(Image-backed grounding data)
──────────

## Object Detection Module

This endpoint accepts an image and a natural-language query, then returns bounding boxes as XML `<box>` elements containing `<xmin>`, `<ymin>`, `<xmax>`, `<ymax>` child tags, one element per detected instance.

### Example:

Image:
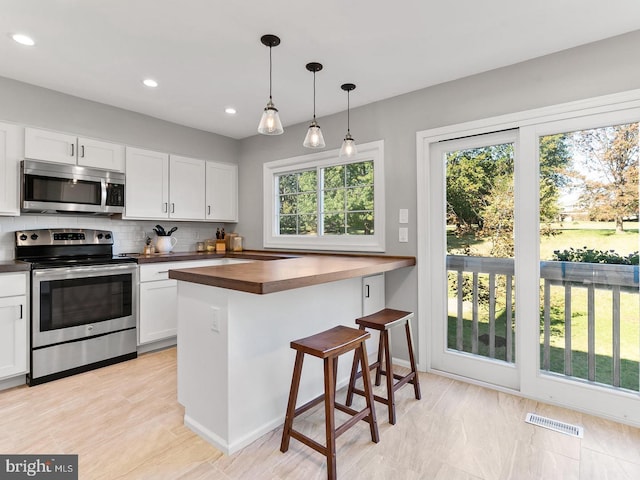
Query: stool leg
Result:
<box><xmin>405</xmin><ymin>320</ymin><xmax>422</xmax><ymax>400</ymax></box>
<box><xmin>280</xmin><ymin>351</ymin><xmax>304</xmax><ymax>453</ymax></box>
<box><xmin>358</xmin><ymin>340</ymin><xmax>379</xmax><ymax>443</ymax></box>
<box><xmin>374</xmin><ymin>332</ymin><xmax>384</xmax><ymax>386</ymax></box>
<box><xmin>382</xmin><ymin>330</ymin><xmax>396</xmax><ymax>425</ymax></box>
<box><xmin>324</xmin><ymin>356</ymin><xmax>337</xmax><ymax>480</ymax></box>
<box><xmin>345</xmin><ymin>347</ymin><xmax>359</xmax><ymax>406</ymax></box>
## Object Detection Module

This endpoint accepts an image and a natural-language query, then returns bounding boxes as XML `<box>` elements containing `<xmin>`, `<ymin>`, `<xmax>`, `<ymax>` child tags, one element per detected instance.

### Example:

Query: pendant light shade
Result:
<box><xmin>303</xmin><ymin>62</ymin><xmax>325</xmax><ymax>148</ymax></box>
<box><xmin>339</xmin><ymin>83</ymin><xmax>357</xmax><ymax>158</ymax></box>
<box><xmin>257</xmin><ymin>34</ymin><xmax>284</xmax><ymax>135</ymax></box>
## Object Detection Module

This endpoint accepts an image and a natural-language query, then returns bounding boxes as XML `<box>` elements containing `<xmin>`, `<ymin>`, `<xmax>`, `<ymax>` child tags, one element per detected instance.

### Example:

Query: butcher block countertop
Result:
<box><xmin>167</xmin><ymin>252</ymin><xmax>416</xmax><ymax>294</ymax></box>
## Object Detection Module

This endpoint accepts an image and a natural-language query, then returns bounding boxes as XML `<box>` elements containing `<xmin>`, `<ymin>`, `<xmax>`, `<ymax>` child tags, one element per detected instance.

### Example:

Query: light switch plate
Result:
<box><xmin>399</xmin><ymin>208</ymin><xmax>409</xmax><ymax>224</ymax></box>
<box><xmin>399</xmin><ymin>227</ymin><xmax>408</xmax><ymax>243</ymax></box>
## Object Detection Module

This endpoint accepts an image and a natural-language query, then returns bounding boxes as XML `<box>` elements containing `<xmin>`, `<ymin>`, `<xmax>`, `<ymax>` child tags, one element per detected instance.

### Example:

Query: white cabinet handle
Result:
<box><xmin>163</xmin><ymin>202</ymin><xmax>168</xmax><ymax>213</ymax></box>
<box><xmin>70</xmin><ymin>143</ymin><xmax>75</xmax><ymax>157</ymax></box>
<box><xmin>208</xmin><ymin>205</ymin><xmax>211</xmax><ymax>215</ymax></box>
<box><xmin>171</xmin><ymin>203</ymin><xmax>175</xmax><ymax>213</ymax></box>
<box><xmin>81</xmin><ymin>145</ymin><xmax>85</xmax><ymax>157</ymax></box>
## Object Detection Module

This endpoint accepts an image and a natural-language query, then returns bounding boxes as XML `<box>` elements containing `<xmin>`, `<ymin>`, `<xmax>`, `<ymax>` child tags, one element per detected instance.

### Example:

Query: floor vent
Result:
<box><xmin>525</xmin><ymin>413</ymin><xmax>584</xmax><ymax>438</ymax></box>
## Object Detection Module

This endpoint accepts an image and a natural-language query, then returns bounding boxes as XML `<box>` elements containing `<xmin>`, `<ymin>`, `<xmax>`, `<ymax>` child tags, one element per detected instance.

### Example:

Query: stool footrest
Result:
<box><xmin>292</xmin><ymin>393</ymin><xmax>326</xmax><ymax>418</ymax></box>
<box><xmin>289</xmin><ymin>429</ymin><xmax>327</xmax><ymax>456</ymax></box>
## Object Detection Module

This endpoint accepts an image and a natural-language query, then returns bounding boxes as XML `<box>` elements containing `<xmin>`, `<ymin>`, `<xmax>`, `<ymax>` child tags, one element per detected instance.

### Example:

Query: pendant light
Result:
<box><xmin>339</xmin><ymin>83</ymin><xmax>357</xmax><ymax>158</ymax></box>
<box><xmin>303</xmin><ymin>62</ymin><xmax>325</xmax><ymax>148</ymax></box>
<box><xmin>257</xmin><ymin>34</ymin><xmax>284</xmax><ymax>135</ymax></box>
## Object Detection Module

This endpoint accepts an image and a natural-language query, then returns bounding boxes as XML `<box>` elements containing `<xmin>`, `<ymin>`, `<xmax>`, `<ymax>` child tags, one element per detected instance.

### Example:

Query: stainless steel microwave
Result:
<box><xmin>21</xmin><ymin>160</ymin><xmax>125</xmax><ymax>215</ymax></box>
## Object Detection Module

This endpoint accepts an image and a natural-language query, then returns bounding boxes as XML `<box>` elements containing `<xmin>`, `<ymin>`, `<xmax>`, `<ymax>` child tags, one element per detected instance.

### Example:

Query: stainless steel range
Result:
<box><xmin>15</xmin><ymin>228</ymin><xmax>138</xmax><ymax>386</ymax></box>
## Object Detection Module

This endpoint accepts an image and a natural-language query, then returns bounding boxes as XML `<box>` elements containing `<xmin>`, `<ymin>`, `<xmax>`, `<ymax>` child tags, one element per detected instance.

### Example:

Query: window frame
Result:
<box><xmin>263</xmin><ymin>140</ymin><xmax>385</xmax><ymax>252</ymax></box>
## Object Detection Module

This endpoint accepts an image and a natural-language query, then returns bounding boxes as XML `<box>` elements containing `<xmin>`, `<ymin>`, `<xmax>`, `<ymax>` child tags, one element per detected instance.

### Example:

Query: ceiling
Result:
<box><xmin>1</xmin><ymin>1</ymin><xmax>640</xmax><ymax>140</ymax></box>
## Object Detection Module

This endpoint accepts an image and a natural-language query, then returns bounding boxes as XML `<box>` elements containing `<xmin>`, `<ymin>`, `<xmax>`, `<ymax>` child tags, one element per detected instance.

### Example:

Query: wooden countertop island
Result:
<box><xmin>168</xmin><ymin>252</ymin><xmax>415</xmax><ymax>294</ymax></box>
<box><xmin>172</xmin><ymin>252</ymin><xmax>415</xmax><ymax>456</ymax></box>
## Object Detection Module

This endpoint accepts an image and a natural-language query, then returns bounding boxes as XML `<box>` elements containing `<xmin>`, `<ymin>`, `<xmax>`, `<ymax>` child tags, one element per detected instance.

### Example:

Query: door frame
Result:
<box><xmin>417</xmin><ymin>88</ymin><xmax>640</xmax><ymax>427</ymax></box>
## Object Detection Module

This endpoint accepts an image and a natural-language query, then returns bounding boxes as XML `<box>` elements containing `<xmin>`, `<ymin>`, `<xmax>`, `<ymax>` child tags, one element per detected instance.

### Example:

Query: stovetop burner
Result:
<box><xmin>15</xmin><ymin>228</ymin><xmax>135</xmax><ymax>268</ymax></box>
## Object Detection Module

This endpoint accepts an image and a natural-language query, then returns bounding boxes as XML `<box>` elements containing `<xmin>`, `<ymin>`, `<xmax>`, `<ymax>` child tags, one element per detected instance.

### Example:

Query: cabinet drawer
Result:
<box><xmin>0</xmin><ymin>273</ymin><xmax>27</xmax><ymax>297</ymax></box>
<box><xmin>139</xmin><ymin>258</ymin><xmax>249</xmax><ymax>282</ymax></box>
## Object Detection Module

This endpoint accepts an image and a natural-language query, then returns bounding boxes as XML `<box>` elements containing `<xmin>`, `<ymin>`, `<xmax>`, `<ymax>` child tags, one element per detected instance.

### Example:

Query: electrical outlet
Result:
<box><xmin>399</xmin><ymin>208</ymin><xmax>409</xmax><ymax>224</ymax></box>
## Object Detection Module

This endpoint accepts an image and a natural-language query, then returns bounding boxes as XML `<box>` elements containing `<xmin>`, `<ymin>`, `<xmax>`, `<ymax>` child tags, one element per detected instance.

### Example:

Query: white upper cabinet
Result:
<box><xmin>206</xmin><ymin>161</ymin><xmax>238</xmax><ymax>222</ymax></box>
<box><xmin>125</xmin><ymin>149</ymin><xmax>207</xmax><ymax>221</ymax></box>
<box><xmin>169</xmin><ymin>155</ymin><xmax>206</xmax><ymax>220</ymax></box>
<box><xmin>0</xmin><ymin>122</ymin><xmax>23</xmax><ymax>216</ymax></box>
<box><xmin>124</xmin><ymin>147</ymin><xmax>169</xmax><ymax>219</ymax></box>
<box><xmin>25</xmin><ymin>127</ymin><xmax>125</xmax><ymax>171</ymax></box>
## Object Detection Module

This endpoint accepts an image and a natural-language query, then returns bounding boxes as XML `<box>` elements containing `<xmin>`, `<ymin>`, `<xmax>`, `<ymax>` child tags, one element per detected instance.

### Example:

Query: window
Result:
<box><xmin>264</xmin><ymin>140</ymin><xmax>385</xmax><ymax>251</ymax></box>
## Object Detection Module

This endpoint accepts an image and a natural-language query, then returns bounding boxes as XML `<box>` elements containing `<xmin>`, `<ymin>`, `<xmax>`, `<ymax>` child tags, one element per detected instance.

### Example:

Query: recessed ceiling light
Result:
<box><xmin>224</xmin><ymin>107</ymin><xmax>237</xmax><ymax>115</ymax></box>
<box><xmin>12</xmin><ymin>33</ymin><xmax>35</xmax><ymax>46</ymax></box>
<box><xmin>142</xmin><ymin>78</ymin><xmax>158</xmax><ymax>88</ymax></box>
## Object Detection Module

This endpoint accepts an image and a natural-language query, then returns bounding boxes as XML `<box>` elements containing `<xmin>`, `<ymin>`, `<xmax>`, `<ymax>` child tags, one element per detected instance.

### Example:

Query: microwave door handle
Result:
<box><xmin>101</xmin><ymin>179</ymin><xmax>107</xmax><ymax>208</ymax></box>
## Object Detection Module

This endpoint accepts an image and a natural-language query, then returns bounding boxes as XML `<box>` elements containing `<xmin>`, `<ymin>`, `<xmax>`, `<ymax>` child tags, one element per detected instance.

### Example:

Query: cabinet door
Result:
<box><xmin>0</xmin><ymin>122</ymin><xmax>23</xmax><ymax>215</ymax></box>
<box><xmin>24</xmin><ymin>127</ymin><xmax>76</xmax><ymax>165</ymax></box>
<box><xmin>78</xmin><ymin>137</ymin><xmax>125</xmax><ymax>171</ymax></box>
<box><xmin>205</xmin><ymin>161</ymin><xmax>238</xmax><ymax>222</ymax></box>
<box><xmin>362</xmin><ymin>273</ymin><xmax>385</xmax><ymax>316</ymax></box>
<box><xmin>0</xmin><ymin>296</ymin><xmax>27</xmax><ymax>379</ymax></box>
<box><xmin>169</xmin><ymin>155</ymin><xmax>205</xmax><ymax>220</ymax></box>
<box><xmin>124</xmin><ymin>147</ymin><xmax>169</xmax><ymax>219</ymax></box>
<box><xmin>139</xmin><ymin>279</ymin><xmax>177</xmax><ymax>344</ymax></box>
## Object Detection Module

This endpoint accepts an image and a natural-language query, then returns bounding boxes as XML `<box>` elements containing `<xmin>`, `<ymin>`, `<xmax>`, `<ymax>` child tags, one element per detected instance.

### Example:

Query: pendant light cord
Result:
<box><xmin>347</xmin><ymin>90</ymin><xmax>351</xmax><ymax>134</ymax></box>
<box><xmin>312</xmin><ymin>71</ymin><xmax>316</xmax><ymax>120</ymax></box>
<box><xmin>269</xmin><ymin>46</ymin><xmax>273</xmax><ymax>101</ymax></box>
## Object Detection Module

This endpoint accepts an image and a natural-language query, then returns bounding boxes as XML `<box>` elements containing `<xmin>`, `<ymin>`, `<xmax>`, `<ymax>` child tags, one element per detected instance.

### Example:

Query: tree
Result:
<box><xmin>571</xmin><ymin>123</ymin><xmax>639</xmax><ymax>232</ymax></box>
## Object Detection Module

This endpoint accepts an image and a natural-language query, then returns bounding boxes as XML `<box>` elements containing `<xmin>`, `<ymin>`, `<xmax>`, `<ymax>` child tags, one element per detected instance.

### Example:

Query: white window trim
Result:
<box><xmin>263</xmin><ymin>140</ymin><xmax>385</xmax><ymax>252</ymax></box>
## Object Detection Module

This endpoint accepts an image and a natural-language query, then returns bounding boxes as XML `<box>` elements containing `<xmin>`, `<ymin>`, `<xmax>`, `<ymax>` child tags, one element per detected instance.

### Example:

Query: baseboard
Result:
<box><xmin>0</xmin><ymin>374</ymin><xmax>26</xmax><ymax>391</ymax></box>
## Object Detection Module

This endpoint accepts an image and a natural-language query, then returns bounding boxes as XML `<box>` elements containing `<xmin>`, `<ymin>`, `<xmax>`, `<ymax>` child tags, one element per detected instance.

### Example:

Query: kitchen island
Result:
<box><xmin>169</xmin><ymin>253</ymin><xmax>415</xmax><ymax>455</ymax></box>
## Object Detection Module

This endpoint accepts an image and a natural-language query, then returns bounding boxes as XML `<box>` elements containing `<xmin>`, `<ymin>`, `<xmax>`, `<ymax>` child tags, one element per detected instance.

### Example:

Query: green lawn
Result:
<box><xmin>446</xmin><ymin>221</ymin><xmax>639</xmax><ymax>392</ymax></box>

──────────

Output the lines of the data exactly, starting at the first and ending with the line that has "Query: stool leg". Pictures are not part of it.

# THE ANSWER:
## Object Detection Module

This endpoint accepts an image and a natural-language query, then returns bounding boxes as XML `<box>` elements containing `<xmin>`, `<ymin>`, `<xmax>`, `<ymax>` child tags, one element per detected instance.

### Example:

Image:
Query: stool leg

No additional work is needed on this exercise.